• Aim of the task: Reproduce each of the following records word for word, from the first to the last.

+-------+

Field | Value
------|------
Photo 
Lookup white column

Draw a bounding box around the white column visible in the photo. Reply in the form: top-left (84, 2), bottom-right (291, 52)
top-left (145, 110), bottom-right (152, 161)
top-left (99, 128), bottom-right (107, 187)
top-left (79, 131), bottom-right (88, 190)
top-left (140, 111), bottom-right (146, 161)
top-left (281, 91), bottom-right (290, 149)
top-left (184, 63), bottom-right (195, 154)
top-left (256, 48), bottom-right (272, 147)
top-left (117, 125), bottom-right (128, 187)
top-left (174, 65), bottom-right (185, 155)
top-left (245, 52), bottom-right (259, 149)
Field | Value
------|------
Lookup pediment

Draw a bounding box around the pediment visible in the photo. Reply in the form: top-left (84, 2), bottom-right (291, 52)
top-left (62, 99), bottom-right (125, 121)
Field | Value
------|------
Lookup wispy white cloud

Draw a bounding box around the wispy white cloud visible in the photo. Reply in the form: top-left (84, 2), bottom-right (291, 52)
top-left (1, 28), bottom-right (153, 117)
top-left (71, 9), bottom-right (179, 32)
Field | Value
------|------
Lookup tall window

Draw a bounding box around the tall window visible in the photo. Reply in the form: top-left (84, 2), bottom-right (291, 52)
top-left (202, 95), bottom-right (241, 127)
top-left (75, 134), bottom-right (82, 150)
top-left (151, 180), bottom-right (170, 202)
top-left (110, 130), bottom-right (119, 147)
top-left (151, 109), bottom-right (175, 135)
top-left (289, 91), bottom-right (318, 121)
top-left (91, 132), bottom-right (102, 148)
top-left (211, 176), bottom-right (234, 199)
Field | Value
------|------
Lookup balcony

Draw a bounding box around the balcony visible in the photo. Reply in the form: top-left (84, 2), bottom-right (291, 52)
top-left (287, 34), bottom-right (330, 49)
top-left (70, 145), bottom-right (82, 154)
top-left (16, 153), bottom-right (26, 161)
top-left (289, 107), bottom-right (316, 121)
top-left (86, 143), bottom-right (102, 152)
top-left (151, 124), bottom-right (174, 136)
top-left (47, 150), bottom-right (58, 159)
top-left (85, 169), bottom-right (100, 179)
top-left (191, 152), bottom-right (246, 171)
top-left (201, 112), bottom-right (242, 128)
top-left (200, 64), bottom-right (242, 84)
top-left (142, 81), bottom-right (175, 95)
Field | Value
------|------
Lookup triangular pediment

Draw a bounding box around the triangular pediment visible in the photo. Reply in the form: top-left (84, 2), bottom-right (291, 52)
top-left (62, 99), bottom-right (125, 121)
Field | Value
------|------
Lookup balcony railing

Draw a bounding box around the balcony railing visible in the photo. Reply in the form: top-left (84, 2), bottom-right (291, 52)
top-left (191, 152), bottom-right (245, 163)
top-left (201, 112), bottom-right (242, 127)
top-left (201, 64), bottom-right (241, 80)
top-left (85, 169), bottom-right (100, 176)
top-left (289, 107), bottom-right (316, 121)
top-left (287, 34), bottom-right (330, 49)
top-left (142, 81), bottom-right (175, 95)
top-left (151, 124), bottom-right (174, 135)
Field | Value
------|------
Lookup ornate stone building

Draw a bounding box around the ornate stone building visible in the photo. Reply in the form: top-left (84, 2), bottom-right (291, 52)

+-------+

• Response:
Field | Value
------|------
Photo 
Lookup white column

Draw a bounding box around the white column visible in the photo. Reply in the form: top-left (84, 2), bottom-right (291, 52)
top-left (145, 110), bottom-right (152, 161)
top-left (99, 128), bottom-right (107, 187)
top-left (79, 131), bottom-right (88, 190)
top-left (140, 111), bottom-right (146, 161)
top-left (281, 91), bottom-right (290, 149)
top-left (184, 63), bottom-right (195, 154)
top-left (256, 48), bottom-right (272, 147)
top-left (117, 125), bottom-right (128, 187)
top-left (174, 65), bottom-right (185, 155)
top-left (245, 52), bottom-right (259, 149)
Field | Value
------|------
Lookup pediment

Draw a bounding box around the pediment visible in the photo. Reply in the form: top-left (84, 2), bottom-right (291, 52)
top-left (62, 99), bottom-right (125, 121)
Field | Value
------|------
Lookup wispy white cloud

Draw a bounding box around the wispy white cloud visible in the photo. Reply in the form: top-left (84, 2), bottom-right (291, 52)
top-left (1, 28), bottom-right (153, 117)
top-left (71, 9), bottom-right (179, 32)
Field | Value
------|------
Lookup tall window

Draw a bounding box around the tall window visible in the photo. Reply in the form: top-left (84, 2), bottom-right (291, 52)
top-left (202, 95), bottom-right (241, 127)
top-left (75, 134), bottom-right (82, 150)
top-left (151, 180), bottom-right (170, 202)
top-left (110, 130), bottom-right (119, 147)
top-left (151, 109), bottom-right (175, 135)
top-left (289, 91), bottom-right (318, 121)
top-left (91, 132), bottom-right (102, 148)
top-left (211, 176), bottom-right (234, 199)
Field | Value
------|------
Lookup balcony

Draw a bounding box around the balcony visible in the photo. Reply in the form: top-left (84, 2), bottom-right (291, 52)
top-left (287, 34), bottom-right (330, 49)
top-left (70, 145), bottom-right (82, 154)
top-left (16, 153), bottom-right (26, 161)
top-left (289, 107), bottom-right (316, 121)
top-left (86, 143), bottom-right (102, 152)
top-left (151, 124), bottom-right (174, 136)
top-left (47, 150), bottom-right (58, 159)
top-left (85, 169), bottom-right (100, 179)
top-left (191, 152), bottom-right (246, 171)
top-left (201, 112), bottom-right (242, 128)
top-left (200, 64), bottom-right (242, 84)
top-left (142, 81), bottom-right (175, 95)
Field | Value
------|------
Lookup triangular pediment

Draw a bounding box around the triangular pediment visible in the photo. Reply in the form: top-left (84, 2), bottom-right (291, 52)
top-left (62, 99), bottom-right (125, 121)
Field | Value
------|------
Lookup balcony railing

Draw a bounding box around the balcony railing visible in the photo. Reply in the form: top-left (84, 2), bottom-right (291, 52)
top-left (191, 152), bottom-right (245, 163)
top-left (201, 112), bottom-right (242, 127)
top-left (201, 64), bottom-right (241, 80)
top-left (85, 169), bottom-right (100, 176)
top-left (289, 107), bottom-right (316, 121)
top-left (287, 34), bottom-right (330, 49)
top-left (142, 81), bottom-right (175, 95)
top-left (151, 124), bottom-right (174, 135)
Field | Value
------|------
Lookup ornate stone building

Draw a bounding box around the ornate stone building visible in the photo. Reply in the form: top-left (84, 2), bottom-right (291, 52)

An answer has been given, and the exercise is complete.